-------- EXTRACTED RECORDS

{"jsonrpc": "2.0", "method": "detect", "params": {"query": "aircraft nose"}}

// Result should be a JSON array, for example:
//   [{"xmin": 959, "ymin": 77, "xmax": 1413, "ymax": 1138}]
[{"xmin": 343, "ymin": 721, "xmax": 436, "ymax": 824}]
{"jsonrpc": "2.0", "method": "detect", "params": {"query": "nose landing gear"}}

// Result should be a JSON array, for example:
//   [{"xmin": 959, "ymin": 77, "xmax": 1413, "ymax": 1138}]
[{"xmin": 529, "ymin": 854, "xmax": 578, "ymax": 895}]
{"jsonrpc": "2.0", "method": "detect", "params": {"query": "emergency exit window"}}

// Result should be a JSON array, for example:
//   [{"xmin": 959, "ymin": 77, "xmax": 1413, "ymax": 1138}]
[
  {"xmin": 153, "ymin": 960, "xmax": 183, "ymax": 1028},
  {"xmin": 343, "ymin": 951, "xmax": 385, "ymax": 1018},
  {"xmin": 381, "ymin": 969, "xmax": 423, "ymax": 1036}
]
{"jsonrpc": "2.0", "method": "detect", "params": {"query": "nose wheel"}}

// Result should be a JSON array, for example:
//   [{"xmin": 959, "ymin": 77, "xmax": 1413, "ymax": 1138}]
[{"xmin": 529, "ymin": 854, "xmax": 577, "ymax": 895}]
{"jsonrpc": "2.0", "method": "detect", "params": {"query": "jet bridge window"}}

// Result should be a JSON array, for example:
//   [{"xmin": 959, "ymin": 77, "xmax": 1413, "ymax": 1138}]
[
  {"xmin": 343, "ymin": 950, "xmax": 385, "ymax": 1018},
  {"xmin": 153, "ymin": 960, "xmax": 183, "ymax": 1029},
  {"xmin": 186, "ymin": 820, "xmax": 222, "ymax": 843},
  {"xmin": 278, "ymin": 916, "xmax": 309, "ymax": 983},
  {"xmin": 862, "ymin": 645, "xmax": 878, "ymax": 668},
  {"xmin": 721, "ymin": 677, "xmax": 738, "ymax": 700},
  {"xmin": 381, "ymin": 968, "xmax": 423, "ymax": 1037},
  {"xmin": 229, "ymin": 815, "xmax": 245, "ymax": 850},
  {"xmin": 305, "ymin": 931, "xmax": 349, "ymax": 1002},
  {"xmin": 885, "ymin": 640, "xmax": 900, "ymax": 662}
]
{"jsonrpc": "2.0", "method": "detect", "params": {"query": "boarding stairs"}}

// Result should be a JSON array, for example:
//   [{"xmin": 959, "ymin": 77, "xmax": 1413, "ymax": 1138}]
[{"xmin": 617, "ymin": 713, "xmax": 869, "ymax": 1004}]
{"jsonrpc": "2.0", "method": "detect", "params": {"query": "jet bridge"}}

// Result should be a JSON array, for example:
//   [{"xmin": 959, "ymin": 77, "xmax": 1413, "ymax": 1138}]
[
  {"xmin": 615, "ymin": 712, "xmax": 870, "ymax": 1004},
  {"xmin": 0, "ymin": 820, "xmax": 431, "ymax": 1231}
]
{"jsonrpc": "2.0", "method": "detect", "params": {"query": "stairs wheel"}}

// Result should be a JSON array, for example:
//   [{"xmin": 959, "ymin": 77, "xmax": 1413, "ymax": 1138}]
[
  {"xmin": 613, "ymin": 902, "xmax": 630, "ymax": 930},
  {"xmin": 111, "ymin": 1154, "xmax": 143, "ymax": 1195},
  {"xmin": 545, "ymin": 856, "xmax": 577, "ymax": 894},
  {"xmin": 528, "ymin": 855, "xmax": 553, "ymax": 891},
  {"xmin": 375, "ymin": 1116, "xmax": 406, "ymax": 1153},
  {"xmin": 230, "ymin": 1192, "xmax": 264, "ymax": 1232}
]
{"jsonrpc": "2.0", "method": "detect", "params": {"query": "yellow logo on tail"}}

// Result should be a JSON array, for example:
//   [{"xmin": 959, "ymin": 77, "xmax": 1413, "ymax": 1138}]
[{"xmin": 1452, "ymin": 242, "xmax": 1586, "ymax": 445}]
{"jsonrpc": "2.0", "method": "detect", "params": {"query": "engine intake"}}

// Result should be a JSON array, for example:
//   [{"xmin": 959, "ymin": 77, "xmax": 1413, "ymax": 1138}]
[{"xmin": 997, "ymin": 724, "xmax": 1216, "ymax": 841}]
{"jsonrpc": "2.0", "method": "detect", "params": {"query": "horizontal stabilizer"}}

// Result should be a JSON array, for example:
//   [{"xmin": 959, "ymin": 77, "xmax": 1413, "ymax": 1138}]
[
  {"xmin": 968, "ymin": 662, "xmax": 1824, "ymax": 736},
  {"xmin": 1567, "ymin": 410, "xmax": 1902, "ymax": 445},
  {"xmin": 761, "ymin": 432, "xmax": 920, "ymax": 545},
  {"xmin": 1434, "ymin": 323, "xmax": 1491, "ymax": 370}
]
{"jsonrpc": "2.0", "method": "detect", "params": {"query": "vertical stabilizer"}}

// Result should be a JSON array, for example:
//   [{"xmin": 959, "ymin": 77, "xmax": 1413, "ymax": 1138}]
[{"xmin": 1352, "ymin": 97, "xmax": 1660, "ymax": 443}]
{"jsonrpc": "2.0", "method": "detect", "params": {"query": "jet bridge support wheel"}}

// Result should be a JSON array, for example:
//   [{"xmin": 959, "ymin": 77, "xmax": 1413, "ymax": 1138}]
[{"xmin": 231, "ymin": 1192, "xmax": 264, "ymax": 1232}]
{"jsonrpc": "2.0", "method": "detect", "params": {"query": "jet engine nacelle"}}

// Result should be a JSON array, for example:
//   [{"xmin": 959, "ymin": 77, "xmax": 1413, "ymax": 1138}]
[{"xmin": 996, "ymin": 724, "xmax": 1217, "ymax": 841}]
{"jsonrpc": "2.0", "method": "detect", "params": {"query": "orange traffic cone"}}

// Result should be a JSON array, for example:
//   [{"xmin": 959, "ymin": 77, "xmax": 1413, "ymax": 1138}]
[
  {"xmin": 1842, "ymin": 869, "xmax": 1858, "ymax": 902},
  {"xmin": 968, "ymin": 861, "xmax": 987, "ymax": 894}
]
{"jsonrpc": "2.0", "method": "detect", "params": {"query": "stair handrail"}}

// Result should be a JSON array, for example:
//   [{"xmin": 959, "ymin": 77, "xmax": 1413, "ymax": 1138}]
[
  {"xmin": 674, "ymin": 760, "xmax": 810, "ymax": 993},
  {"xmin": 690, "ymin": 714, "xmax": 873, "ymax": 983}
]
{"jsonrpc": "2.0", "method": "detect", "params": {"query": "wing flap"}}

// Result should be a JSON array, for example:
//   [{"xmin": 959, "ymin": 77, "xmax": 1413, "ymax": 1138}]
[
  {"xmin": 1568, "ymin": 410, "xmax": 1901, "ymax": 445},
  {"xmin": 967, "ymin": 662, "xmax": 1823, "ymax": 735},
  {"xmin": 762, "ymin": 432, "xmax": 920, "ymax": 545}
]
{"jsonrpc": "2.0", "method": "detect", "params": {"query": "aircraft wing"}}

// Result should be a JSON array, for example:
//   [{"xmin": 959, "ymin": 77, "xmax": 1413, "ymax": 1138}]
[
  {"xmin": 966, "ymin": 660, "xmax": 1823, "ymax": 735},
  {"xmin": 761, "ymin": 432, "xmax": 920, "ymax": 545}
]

----------------

▸ DIRECTIONS
Where the word "engine" shows up in a line of the entries above, count that line; the answer is the total alone.

▸ RESPONSE FOR THIS EXERCISE
2